*** EXTRACT TO READ

As Schnabel shows off his West Village home, he explains the intimate roots of his Vincent Van Gogh biopic, “At Eternity’s Gate.”

Julian Schnabel

Eric Kohn

Julian Schnabel emerged from a giant elevator in the lobby of his West Village home, and gestured to a large black frame adorning the wall above his doorman. Jagged white lines stretched across the dark canvas. Schnabel created the cryptic work “Tower of Babel,” in 1978, a year before his first solo show and his arrival as a major New York artist. “I’ve always been interested in painting things,” he said, almost too matter-of-fact for his own good.

Schnabel lives surrounded by his work, in the sprawling, pink-encrusted condominium he’s labeled “Palazzo Chupi.” Hiding behind dark glasses and an unkempt beard as he wanders his home in an oversized sweatshirt, the frazzled 67-year-old looks as though he’s receded into his creativity in other ways. It’s no wonder that “At Eternity’s Gate,” the new movie he’s directed starring Willem Dafoe as Vincent van Gogh, comes across as Schnabel’s most personal project: It works overtime to put viewers inside the tortured artist’s mind, commune with his creativity, and emerge enlightened by it. As a painter who became a filmmaker but still mostly paints, he has spent his whole life preparing for this.

“It’s almost like making a movie about everything,” he said. Schnabel’s impressionistic approach foregrounds Dafoe’s face as Van Gogh wanders the French countryside with an easel, finding catharsis to his alienation and despair in the opportunity to capture nature — and himself — from new angles. The usual dark turns arrive, from the off-screen ear splicing to the painter’s enigmatic suicide, but they’re paired with a broader window into the artistic process. Much like Schnabel’s profound “The Diving Bell and the Butterfly,” which depicted the experiences of a man with locked-in syndrome, “At Eternity’s Gate” transforms the outline for a standard-issue biopic into an immersive exploration of subjectivity.

******

PROBLEMS AND TASKS
1. Extract from the Julian Schnabel profile the passage from "Schnabel lives surrounded" up to and including "preparing for this.", copying it word for word.
2. In the Julian Schnabel profile, in what year did Schnabel create "Tower of Babel"?
3. Carry on the Julian Schnabel profile from the point where it stops.

*** DATA SEGMENT

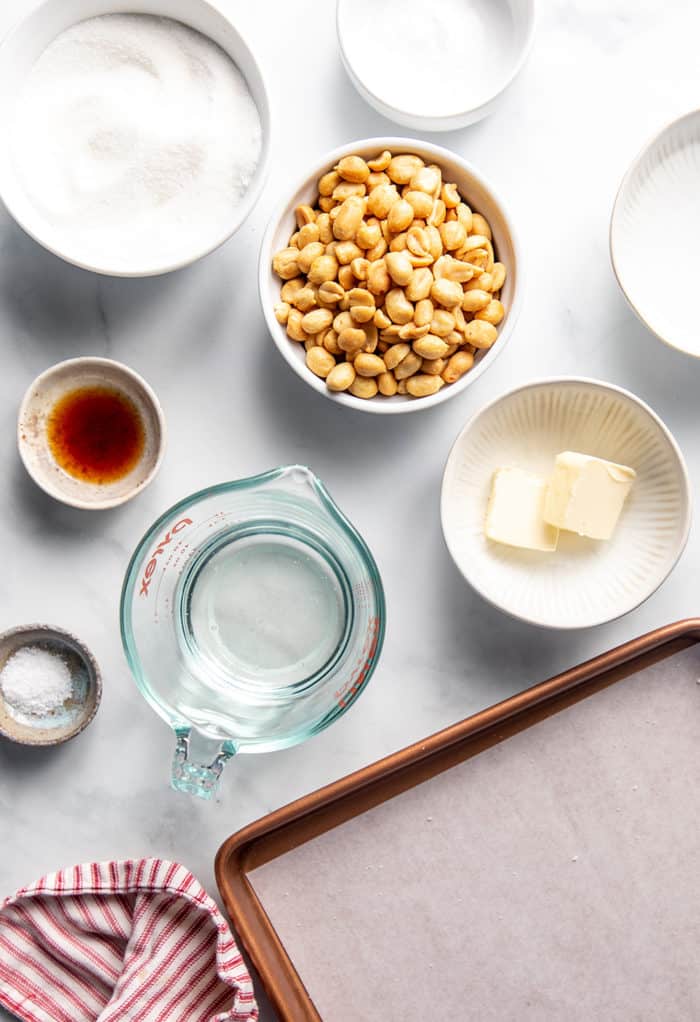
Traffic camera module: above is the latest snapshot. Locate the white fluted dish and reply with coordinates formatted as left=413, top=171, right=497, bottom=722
left=610, top=110, right=700, bottom=358
left=441, top=377, right=691, bottom=629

******

PER-TASK OUTPUTS
1.
Schnabel lives surrounded by his work, in the sprawling, pink-encrusted condominium he’s labeled “Palazzo Chupi.” Hiding behind dark glasses and an unkempt beard as he wanders his home in an oversized sweatshirt, the frazzled 67-year-old looks as though he’s receded into his creativity in other ways. It’s no wonder that “At Eternity’s Gate,” the new movie he’s directed starring Willem Dafoe as Vincent van Gogh, comes across as Schnabel’s most personal project: It works overtime to put viewers inside the tortured artist’s mind, commune with his creativity, and emerge enlightened by it. As a painter who became a filmmaker but still mostly paints, he has spent his whole life preparing for this.

2. 1978

3.
The movie could deter audiences in search of a conventional payoff, but it represents a welcome bounceback following Schnabel’s poorly received 2010 Palestinian drama “Miral,” and it’s especially impressive given the wealth of movies and books on Van Gogh stretching back through the previous century. “People might think they know how to do it better,” Schnabel said. “Well, this is my version of what a movie could be.”

Above all else, “At Eternity’s Gate” fixates on the fragility of a restless creative mind, and Schnabel lives in the confines of that struggle in rather hyperbolic terms. His private kingdom two blocks from the Hudson is filled with room after room with high ceilings to accommodate the many vast works of art arranged across the walls. He collects art, but much of the work on display is his own output. “If I don’t sell them, I can keep looking at them, and maybe learn something from them,” he said.

Schnabel’s paintings are often large-scale works with jagged, messy patterns strewn across more familiar patterns. He looks like a creature made up of the same elements that comprise his work — somehow larger than life and intimate at the same time, affable and guarded, full of himself but worried he might give away too much. “Whatever you’re gonna make, you gotta make it for yourself,” he said. “The elements or the use of the material has to speak to you. I’m always surprised when people make paintings that are so predictable.”

“At Eternity’s Gate”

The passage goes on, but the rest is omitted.